------ GIVEN PASSAGE ------

Human Immunodeficiency Virus (HIV) is a virus that damages the immune system [the body’s defense mechanism that shields against infections and other invaders]. 

It can be transmitted via bodily fluids, including blood, semen, vaginal/rectal fluids, breast milk, etc.

When left untreated, people with this lifelong condition can further develop AIDS, which could shorten their life span. 

Nigeria has an estimated 1.9 million (1.5%) people living with HIV, making it one of the countries with the highest HIV prevalence. 

The country is also said to account for nearly half of all new HIV infections in Sub-Saharan Africa annually.

Based on reports, the south-south zone of Nigeria has the highest prevalence of this virus, at 3.1 percent, closely followed by North Central Zone (2.0%), South East Zone (1.9%), South West Zone (1.1%), North East Zone (1. 1%) while Northwest zone has the lowest prevalence, at 0.6% among adults aged 15 – 49 years. The top states include Akwa Ibom, Benue, Rivers, Taraba, Cross River and Enugu. [5]

That said, it might interest you to know that some categories of people are more prone to HIV than the other in Nigeria. This includes women (58% of the people living with HIV are women), children and orphans, young people, people who inject drugs (PWID), sexual workers, gay, among others.


  • Increased proportion of indoor patients 
  • Decreased family revenue
  • Increased expenditure for treatment
  • Loss of job 
  • People with the virus often suffer stigmatization, discrimination, and isolation.


  • Having Unprotected sex [sex without a condom] with someone who has HIV.
  • Sharing needles, syringes and other equipment used for injecting drugs.

------ PROVIDED INFORMATION ------

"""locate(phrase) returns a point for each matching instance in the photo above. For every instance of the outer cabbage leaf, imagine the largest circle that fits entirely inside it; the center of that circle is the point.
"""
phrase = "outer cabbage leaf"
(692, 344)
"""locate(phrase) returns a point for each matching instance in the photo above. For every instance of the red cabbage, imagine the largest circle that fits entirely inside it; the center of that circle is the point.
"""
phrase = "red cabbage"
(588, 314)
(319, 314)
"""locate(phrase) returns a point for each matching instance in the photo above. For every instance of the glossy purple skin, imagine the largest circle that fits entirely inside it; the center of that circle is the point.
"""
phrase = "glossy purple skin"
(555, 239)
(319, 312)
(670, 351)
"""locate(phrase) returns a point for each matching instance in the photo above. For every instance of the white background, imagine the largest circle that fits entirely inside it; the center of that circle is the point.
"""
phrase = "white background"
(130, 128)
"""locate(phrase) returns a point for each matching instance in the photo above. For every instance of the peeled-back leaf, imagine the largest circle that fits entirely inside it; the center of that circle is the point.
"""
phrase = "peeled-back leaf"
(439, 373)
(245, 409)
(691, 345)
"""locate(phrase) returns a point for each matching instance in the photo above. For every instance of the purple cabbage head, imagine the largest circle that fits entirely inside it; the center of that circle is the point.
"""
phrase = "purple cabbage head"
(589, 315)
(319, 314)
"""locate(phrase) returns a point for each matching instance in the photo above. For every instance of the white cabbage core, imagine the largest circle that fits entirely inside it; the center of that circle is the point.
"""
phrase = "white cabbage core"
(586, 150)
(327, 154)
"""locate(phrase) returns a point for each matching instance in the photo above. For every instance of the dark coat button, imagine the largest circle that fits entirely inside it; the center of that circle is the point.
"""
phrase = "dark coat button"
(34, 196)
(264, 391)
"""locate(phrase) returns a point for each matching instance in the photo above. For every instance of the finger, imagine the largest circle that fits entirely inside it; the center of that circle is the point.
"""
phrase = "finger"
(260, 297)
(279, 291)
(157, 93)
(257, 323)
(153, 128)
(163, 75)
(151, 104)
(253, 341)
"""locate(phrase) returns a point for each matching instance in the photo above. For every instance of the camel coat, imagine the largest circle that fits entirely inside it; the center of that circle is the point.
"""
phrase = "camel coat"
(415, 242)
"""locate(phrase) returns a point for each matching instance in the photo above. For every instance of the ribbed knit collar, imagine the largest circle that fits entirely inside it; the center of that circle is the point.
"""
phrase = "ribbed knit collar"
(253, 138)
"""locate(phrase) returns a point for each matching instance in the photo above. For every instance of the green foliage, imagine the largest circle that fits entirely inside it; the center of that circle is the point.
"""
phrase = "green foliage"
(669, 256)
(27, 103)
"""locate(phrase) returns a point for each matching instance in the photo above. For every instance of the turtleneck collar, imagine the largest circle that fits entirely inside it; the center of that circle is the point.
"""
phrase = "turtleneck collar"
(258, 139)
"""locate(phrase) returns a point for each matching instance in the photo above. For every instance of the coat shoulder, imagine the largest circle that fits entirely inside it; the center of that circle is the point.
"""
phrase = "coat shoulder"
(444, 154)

------

ABOUT THIS EXERCISE:
How would you translate this sentence from the HIV in Nigeria text into Spanish: "The country is also said to account for nearly half of all new HIV infections in Sub-Saharan Africa annually."? The records stand apart from the HIV in Nigeria text and are separate material.

TASK ANSWER:
También se dice que el país representa casi la mitad de todas las nuevas infecciones por VIH en el África subsahariana cada año.